About this exercise:
What's needed is the listing below, repeated word for word with no pictures.

Task material:

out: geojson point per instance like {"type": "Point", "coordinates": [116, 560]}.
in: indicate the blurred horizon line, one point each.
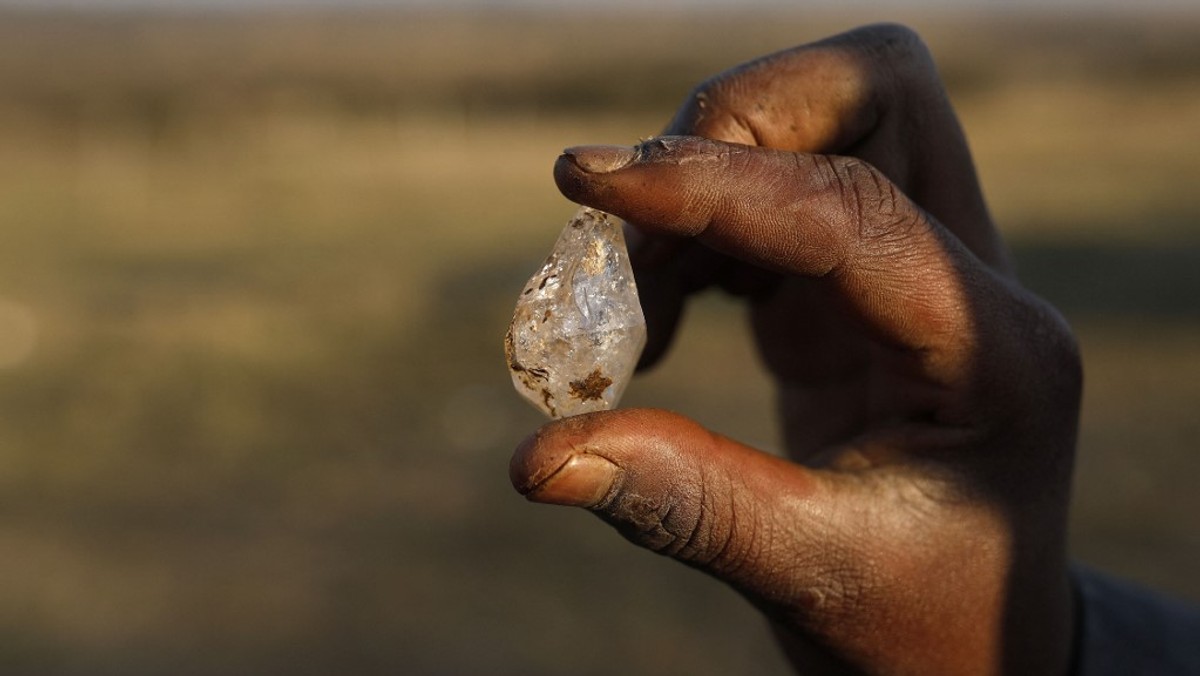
{"type": "Point", "coordinates": [634, 6]}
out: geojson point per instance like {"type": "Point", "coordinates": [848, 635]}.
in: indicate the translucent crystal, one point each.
{"type": "Point", "coordinates": [579, 329]}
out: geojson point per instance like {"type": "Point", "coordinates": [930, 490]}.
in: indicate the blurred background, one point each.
{"type": "Point", "coordinates": [256, 265]}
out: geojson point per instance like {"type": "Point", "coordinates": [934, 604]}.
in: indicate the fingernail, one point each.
{"type": "Point", "coordinates": [600, 159]}
{"type": "Point", "coordinates": [583, 480]}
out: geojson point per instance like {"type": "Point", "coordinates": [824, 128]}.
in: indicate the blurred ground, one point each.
{"type": "Point", "coordinates": [255, 270]}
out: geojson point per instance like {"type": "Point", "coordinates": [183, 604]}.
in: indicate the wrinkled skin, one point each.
{"type": "Point", "coordinates": [929, 402]}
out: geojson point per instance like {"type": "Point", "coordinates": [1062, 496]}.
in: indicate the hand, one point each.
{"type": "Point", "coordinates": [929, 401]}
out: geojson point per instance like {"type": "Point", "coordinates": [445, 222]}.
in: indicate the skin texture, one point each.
{"type": "Point", "coordinates": [929, 402]}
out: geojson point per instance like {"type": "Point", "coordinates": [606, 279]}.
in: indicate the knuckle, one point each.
{"type": "Point", "coordinates": [879, 215]}
{"type": "Point", "coordinates": [714, 109]}
{"type": "Point", "coordinates": [697, 525]}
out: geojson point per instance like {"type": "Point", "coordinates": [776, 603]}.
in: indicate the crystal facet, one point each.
{"type": "Point", "coordinates": [579, 329]}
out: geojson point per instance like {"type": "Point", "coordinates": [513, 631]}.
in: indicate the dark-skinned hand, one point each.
{"type": "Point", "coordinates": [929, 401]}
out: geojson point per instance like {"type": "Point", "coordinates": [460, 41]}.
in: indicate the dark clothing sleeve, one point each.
{"type": "Point", "coordinates": [1125, 629]}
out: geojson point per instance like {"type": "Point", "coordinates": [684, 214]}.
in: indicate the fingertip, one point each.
{"type": "Point", "coordinates": [599, 159]}
{"type": "Point", "coordinates": [583, 480]}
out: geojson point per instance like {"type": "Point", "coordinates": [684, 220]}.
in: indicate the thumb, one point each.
{"type": "Point", "coordinates": [675, 488]}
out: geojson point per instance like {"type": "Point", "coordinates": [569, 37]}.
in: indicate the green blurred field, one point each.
{"type": "Point", "coordinates": [255, 270]}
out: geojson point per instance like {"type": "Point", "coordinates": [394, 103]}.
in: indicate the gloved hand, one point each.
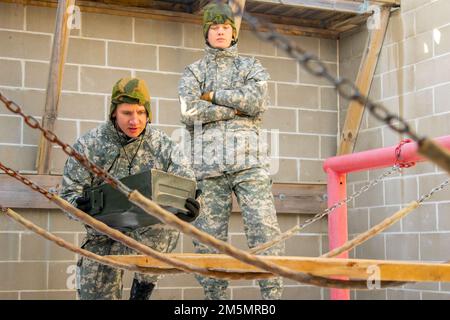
{"type": "Point", "coordinates": [141, 290]}
{"type": "Point", "coordinates": [207, 96]}
{"type": "Point", "coordinates": [83, 203]}
{"type": "Point", "coordinates": [193, 207]}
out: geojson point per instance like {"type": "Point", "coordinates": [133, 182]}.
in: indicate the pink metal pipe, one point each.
{"type": "Point", "coordinates": [337, 222]}
{"type": "Point", "coordinates": [337, 169]}
{"type": "Point", "coordinates": [377, 158]}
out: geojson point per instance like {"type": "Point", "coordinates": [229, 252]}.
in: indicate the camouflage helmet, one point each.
{"type": "Point", "coordinates": [130, 90]}
{"type": "Point", "coordinates": [218, 13]}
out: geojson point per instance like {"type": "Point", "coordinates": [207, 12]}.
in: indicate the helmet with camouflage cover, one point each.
{"type": "Point", "coordinates": [218, 13]}
{"type": "Point", "coordinates": [130, 90]}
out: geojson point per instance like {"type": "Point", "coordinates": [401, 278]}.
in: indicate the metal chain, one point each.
{"type": "Point", "coordinates": [312, 64]}
{"type": "Point", "coordinates": [67, 149]}
{"type": "Point", "coordinates": [433, 191]}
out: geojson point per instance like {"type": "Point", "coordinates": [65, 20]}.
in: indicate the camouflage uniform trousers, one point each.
{"type": "Point", "coordinates": [253, 191]}
{"type": "Point", "coordinates": [96, 281]}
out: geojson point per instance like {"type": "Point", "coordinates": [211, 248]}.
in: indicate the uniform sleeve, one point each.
{"type": "Point", "coordinates": [193, 108]}
{"type": "Point", "coordinates": [173, 158]}
{"type": "Point", "coordinates": [75, 177]}
{"type": "Point", "coordinates": [250, 98]}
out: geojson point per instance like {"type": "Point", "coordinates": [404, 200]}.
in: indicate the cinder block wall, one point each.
{"type": "Point", "coordinates": [412, 80]}
{"type": "Point", "coordinates": [302, 108]}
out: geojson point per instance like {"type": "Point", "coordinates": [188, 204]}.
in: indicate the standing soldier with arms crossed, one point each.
{"type": "Point", "coordinates": [127, 147]}
{"type": "Point", "coordinates": [223, 97]}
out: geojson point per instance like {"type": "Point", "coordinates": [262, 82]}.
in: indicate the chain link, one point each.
{"type": "Point", "coordinates": [348, 199]}
{"type": "Point", "coordinates": [427, 196]}
{"type": "Point", "coordinates": [66, 148]}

Solution:
out: geojson point per instance like {"type": "Point", "coordinates": [116, 560]}.
in: indicate the blurred horizon line, one point each.
{"type": "Point", "coordinates": [634, 6]}
out: geojson point per instance like {"type": "Point", "coordinates": [848, 635]}.
in: indicate the translucent crystal, one point each.
{"type": "Point", "coordinates": [579, 329]}
out: geojson point per instance like {"type": "Point", "coordinates": [930, 490]}.
in: indicate the blurred background, one point each.
{"type": "Point", "coordinates": [256, 265]}
out: geojson point per instance like {"type": "Point", "coordinates": [934, 604]}.
in: indicate the fingernail, one point each.
{"type": "Point", "coordinates": [600, 159]}
{"type": "Point", "coordinates": [583, 480]}
out: geojson point per instance like {"type": "Point", "coordinates": [824, 128]}.
in: indicate the blurred ground, one point each.
{"type": "Point", "coordinates": [255, 270]}
out: geojson point per instance like {"type": "Point", "coordinates": [183, 604]}.
in: indicate the wrinkled skin, one point each.
{"type": "Point", "coordinates": [929, 402]}
out: geojson point per instance like {"type": "Point", "coordinates": [1062, 496]}.
in: indicate the hand, one point each.
{"type": "Point", "coordinates": [929, 401]}
out: geojson point per instance like {"type": "Point", "coordinates": [445, 222]}.
in: indicate the skin texture, one point each.
{"type": "Point", "coordinates": [929, 402]}
out: geojson point per instance like {"type": "Point", "coordinates": [606, 279]}.
in: indicate the knuckle, one point each.
{"type": "Point", "coordinates": [879, 215]}
{"type": "Point", "coordinates": [714, 109]}
{"type": "Point", "coordinates": [697, 525]}
out: geojson point per instance like {"type": "Point", "coordinates": [776, 603]}.
in: indicate the crystal facet, one point each.
{"type": "Point", "coordinates": [579, 329]}
out: geojson point per instance like {"type": "Point", "coordinates": [513, 631]}.
in: indicate the dark-skinned hand, one point each.
{"type": "Point", "coordinates": [929, 401]}
out: geojson point per instance like {"type": "Point", "coordinates": [460, 41]}.
in: indicate the dark clothing sleeve, one point each.
{"type": "Point", "coordinates": [1125, 629]}
out: geojson point per instance like {"type": "Point", "coordinates": [684, 214]}.
in: indicate the fingertip, one point each.
{"type": "Point", "coordinates": [599, 159]}
{"type": "Point", "coordinates": [583, 480]}
out: geojson point per instance like {"type": "Point", "coordinates": [684, 220]}.
in: indicate the thumb, one point each.
{"type": "Point", "coordinates": [675, 488]}
out: geojson point per instance like {"type": "Point", "coordinates": [569, 37]}.
in: indicate the green blurred field, one point each.
{"type": "Point", "coordinates": [255, 270]}
out: geojson point per instance like {"type": "Point", "coordinates": [394, 103]}.
in: indicate the gloved hand, one point each.
{"type": "Point", "coordinates": [141, 290]}
{"type": "Point", "coordinates": [207, 96]}
{"type": "Point", "coordinates": [83, 203]}
{"type": "Point", "coordinates": [193, 207]}
out: geojson point per instance like {"type": "Point", "coordinates": [133, 182]}.
in: indicate the pink metal pipe, one point each.
{"type": "Point", "coordinates": [337, 222]}
{"type": "Point", "coordinates": [337, 169]}
{"type": "Point", "coordinates": [377, 158]}
out: geojson point per instance like {"type": "Point", "coordinates": [229, 252]}.
in: indicate the camouflage helmet, one point each.
{"type": "Point", "coordinates": [130, 90]}
{"type": "Point", "coordinates": [218, 13]}
out: geojson point per instance like {"type": "Point", "coordinates": [207, 12]}.
in: indicate the helmet with camouflage cover, one point each.
{"type": "Point", "coordinates": [218, 13]}
{"type": "Point", "coordinates": [130, 90]}
out: geojson point per instance like {"type": "Point", "coordinates": [401, 278]}.
in: indicate the metal chain, one point each.
{"type": "Point", "coordinates": [312, 64]}
{"type": "Point", "coordinates": [67, 149]}
{"type": "Point", "coordinates": [433, 191]}
out: geojson point per instance like {"type": "Point", "coordinates": [65, 20]}.
in: indicate the camouflage uniform trousers, one point each.
{"type": "Point", "coordinates": [253, 191]}
{"type": "Point", "coordinates": [96, 281]}
out: geojson point per instance like {"type": "Point", "coordinates": [211, 248]}.
in: indicate the uniform sleeve, one point each.
{"type": "Point", "coordinates": [193, 108]}
{"type": "Point", "coordinates": [173, 158]}
{"type": "Point", "coordinates": [75, 177]}
{"type": "Point", "coordinates": [250, 98]}
out: geojson point per instance like {"type": "Point", "coordinates": [404, 200]}.
in: indicate the cinder block wall, one point each.
{"type": "Point", "coordinates": [412, 80]}
{"type": "Point", "coordinates": [302, 108]}
out: geojson point per instance like {"type": "Point", "coordinates": [188, 204]}.
in: indicate the standing soldier with arms crossed, one point each.
{"type": "Point", "coordinates": [127, 147]}
{"type": "Point", "coordinates": [223, 97]}
out: geojson point per instance like {"type": "Point", "coordinates": [262, 82]}.
in: indicate the chain link, one point each.
{"type": "Point", "coordinates": [348, 199]}
{"type": "Point", "coordinates": [427, 196]}
{"type": "Point", "coordinates": [66, 148]}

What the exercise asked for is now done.